TASK DETAILS -> Repeat precisely the span of lines below that opens with the line containing "[locate] white dried" and closes with the line containing "[locate] chair leg", both included.

(Referring expression data)
____________
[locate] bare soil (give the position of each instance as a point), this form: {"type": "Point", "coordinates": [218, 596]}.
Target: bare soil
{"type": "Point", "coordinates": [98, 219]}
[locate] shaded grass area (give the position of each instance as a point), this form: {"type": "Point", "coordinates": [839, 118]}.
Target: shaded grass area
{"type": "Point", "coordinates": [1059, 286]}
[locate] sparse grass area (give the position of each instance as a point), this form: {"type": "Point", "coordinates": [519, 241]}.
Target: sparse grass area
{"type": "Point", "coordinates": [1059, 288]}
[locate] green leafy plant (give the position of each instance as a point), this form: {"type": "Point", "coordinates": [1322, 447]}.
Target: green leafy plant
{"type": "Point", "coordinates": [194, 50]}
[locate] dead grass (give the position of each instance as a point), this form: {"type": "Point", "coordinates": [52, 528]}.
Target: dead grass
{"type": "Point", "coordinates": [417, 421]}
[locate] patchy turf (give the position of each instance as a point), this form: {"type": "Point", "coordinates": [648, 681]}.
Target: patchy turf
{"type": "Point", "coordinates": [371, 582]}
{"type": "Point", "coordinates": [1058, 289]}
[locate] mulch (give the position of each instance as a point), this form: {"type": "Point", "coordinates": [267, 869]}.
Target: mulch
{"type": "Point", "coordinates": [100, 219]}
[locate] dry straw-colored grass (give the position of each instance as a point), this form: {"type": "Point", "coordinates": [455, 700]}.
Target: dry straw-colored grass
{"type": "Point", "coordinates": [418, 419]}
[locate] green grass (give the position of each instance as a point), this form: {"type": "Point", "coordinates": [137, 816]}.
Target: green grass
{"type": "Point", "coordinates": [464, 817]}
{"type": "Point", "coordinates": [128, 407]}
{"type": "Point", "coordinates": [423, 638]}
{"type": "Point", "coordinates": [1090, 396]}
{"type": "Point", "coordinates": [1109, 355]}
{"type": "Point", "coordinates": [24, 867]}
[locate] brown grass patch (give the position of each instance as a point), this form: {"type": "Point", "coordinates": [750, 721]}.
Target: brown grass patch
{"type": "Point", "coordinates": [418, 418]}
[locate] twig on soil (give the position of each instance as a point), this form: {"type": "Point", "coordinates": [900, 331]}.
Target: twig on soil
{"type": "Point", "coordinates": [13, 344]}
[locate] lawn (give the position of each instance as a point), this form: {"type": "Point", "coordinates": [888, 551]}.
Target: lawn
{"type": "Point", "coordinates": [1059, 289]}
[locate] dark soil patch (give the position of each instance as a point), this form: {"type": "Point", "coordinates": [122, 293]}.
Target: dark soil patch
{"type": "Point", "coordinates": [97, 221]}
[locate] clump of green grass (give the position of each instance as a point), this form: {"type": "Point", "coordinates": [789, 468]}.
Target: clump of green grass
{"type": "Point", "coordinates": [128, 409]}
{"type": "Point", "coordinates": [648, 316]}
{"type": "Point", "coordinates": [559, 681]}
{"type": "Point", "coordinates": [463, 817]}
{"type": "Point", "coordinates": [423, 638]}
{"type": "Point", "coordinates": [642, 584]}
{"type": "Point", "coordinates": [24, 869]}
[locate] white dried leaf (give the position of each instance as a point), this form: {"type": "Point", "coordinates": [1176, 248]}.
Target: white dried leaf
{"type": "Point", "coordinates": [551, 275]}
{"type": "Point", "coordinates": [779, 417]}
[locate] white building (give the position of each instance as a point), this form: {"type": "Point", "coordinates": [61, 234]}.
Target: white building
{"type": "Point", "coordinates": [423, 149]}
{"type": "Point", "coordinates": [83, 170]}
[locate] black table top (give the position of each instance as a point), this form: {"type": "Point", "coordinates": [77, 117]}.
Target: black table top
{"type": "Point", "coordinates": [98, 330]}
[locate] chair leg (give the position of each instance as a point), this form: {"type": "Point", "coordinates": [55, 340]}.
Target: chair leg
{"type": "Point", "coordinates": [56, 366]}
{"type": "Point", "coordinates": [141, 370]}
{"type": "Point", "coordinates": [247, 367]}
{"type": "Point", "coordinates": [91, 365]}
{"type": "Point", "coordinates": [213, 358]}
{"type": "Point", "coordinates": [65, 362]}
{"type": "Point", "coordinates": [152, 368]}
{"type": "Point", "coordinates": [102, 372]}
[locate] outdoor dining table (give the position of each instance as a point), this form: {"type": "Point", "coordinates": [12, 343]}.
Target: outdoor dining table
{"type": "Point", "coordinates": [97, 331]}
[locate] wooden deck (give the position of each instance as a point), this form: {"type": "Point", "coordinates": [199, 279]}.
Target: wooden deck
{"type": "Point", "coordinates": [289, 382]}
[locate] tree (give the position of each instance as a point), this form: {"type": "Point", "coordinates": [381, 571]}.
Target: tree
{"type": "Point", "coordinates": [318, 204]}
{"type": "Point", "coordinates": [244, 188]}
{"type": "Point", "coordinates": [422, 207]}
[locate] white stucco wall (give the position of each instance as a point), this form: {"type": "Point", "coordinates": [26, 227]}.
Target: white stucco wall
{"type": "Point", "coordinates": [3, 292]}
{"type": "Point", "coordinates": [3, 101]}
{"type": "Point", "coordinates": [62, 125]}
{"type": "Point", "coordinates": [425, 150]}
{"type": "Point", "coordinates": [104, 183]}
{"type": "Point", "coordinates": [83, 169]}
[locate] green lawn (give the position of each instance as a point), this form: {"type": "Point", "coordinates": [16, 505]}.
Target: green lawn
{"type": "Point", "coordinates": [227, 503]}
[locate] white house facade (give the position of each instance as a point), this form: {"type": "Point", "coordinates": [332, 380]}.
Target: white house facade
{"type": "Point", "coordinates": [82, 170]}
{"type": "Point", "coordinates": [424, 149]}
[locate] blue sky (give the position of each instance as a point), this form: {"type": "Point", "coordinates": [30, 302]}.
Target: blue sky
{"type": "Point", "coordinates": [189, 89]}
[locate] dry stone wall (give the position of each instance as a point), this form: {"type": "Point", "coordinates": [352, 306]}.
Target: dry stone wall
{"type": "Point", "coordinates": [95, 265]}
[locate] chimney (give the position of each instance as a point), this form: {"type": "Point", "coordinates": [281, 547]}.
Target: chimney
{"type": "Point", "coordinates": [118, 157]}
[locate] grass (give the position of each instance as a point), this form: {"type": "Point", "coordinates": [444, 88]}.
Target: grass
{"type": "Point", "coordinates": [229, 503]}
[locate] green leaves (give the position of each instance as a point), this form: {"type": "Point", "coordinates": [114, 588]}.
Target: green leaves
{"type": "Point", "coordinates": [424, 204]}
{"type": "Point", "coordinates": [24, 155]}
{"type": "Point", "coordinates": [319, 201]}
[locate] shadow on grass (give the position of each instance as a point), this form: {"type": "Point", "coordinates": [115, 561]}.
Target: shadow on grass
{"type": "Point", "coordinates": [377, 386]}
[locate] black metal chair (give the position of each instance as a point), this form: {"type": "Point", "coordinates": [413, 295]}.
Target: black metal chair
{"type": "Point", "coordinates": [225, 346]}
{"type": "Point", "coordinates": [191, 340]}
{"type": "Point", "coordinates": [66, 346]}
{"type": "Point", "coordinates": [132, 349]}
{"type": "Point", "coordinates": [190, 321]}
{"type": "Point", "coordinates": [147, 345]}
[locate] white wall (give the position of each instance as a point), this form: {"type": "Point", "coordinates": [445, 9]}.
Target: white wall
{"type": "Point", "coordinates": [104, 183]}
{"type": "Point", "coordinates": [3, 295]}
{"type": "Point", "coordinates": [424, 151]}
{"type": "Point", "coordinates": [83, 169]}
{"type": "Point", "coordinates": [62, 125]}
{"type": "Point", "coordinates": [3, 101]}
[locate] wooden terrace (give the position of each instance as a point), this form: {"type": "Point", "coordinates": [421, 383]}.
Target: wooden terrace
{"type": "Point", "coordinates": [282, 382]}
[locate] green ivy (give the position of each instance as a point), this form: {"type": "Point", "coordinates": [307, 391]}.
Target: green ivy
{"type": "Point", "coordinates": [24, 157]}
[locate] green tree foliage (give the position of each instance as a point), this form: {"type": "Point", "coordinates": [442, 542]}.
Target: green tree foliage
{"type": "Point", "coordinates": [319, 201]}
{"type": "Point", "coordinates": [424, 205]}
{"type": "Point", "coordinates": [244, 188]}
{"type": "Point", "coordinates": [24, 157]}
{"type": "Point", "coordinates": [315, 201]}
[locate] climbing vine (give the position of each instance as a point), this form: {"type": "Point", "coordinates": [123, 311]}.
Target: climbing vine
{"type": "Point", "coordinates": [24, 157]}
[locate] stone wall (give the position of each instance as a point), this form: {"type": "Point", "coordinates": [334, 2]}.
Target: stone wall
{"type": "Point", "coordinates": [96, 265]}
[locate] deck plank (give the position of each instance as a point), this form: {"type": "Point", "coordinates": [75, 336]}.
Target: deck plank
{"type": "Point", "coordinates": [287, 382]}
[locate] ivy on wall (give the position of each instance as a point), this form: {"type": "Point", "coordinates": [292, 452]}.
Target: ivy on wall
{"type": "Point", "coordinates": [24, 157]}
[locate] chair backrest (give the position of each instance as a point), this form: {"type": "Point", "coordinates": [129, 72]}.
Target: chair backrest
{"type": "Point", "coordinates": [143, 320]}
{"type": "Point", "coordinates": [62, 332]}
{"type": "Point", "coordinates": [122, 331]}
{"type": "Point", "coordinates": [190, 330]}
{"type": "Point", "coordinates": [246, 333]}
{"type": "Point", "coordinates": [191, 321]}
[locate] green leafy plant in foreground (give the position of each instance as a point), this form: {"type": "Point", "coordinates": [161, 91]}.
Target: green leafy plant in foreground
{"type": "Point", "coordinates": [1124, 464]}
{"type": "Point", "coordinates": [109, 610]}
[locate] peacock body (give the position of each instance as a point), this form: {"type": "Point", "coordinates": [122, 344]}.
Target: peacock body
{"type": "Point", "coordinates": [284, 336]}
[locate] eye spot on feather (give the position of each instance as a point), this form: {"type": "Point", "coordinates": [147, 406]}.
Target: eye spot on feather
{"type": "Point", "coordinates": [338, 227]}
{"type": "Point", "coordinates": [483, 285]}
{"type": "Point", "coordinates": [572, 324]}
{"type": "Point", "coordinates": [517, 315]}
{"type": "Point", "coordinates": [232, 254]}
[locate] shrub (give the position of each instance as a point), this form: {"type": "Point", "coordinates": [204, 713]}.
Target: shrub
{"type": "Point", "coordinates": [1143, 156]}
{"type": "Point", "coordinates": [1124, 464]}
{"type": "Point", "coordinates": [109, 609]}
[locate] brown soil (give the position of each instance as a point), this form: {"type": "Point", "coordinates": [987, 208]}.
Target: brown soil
____________
ANSWER SECTION ->
[locate] white dried leaf (give the position of each instance as a point), this form: {"type": "Point", "coordinates": [1176, 248]}.
Target: white dried leaf
{"type": "Point", "coordinates": [551, 275]}
{"type": "Point", "coordinates": [779, 417]}
[locate] white building (give the position of each instance as a point), this form: {"type": "Point", "coordinates": [61, 234]}.
Target: white building
{"type": "Point", "coordinates": [423, 149]}
{"type": "Point", "coordinates": [83, 170]}
[locate] black table top (give the position of each instance as a point), this form: {"type": "Point", "coordinates": [77, 117]}.
Target: black table top
{"type": "Point", "coordinates": [98, 330]}
[locate] chair leg (give the position of each instance as a point), this form: {"type": "Point", "coordinates": [55, 340]}.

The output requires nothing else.